#### [TEXT FOR ANALYSIS]
..........

9.4 The Logistic Equation

The logistic equation was first introduced in 1838 by the Belgian mathematician Pierre-Fran\c cois Verhulst (1804–1849). Based on the population of Belgium for three years (1815, 1830, and 1845), which was then between 4 and 4.5 million, Verhulst predicted that the population would never exceed 9.4 million. This prediction has held up reasonably well. Belgium's current population is around 10.4 million.

The simplest model of population growth is \({dy}/dt=ky\), according to which populations grow exponentially. This may be true over short periods of time, but it is clear that no population can increase without limit. Therefore, population biologists use a variety of other differential equations that take into account environmental limitations to growth such as food scarcity and competition between species. One widely used model is based on the logistic differential equation: \[ \begin{equation} \label{10.popmod.logsol} \boxed{\bbox[#FAF8ED,5pt]{\frac{dy}{dt} = ky \left(1-\frac{y}A \right),\qquad}}\tag {1} \end{equation} \] Here \(k>0\) is the growth constant, and \(A>0\) is a constant called the carrying capacity. Figure 9.19 shows a typical \(S\)-shaped solution of Eq. (1). As in the previous section, we also denote \({dy}/dt\) by \(\dot{y}\).

..........

#### [TASK DIRECTIONS]
Answer the following questions from the text on the logistic equation.
1. In what year was the logistic equation first introduced?
2. What maximum population did Verhulst predict for Belgium?
3. What is the constant A in Eq. (1) called?

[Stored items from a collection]
..........

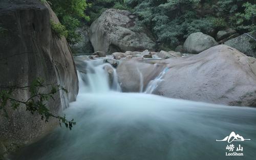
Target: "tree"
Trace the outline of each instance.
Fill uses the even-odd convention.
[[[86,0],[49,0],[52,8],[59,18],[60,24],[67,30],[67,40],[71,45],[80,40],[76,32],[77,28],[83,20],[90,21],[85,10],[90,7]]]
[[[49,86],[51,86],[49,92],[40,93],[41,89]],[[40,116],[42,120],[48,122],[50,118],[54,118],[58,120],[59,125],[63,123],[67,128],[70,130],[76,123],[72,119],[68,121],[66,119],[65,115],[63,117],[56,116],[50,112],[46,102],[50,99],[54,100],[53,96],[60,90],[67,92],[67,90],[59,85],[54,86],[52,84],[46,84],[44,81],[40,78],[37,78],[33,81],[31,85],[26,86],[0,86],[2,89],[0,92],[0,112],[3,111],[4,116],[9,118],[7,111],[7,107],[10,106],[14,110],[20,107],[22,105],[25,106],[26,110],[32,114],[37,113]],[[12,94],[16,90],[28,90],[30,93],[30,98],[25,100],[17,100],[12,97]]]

..........

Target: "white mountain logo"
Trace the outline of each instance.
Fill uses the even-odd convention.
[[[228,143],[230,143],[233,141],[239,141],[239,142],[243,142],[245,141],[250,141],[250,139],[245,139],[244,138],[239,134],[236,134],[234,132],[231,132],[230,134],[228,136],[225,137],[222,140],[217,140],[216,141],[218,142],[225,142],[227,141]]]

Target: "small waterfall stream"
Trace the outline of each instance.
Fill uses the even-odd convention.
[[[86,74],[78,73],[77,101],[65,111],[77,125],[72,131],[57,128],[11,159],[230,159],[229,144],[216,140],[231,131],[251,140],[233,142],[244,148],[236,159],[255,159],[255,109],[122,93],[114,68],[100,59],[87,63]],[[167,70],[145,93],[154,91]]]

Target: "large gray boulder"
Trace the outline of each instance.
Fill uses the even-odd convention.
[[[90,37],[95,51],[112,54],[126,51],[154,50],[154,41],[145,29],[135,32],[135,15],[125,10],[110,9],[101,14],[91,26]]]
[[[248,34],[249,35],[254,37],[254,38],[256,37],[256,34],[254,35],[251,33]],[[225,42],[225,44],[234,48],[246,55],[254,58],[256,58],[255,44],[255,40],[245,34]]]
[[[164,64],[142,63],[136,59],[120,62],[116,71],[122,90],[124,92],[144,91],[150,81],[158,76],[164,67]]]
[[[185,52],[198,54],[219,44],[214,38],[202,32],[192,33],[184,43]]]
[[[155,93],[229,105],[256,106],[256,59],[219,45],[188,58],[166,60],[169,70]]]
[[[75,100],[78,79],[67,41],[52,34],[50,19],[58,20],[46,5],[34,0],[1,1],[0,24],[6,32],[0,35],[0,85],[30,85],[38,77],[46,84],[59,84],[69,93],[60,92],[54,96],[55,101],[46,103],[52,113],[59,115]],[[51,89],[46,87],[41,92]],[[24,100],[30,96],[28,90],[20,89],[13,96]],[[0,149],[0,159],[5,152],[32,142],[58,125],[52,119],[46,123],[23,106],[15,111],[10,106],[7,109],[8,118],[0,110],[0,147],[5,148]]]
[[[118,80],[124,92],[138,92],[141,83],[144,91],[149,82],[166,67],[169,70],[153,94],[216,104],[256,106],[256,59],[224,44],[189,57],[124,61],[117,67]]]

..........

#### [SOLUTION TO THIS TASK]
1. 1838
2. 9.4 million
3. The carrying capacity